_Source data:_
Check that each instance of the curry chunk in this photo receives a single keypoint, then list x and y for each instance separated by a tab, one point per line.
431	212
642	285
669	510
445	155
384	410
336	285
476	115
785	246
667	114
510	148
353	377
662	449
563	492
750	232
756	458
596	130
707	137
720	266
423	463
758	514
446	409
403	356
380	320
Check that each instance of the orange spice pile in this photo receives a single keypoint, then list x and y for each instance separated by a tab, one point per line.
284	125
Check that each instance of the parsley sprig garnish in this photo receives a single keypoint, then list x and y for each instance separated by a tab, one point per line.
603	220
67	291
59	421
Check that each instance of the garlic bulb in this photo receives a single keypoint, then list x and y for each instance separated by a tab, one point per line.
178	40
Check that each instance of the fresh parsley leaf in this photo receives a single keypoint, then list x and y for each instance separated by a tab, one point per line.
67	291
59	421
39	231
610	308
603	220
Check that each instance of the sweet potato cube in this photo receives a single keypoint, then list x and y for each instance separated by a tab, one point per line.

_What is asked:_
Please edit the listing above by replacing "receives a single keypoint" with "gets exactly one keypoint" everywhere it appears, leaving everything else unchanged.

_Output of the task:_
Check that each instance of the curry chunk in this photo gets exactly one keypoint, then list x and y for each instance separated by a tab, one point per line.
431	212
642	285
669	510
445	155
384	410
336	285
476	115
785	246
667	114
510	148
353	377
662	449
563	492
750	232
756	458
596	130
707	137
720	266
423	463
758	514
446	409
403	356
380	320
Check that each instance of the orange spice pile in this photo gets exactly one keypoint, then list x and y for each instance separated by a tab, one point per line.
284	125
Check that each instance of the parsley sprig garnish in this photo gets exactly one keypoint, then list x and y for each instance separated by a tab, one point per line.
603	220
67	291
59	421
Check that each instance of the garlic bulb in this photo gets exactly one keypoint, then list x and y for each instance separated by a tab, one point per line.
178	40
Check that each instance of the fresh parsley leaf in this photo gets exactly one keypoint, then list x and y for each instance separated by a tab, one point per line.
67	291
59	421
39	231
610	308
603	220
Check that each instance of the sweet potato cube in this photo gets exactly one keypoint, then list x and y for each instance separated by a tab, one point per line.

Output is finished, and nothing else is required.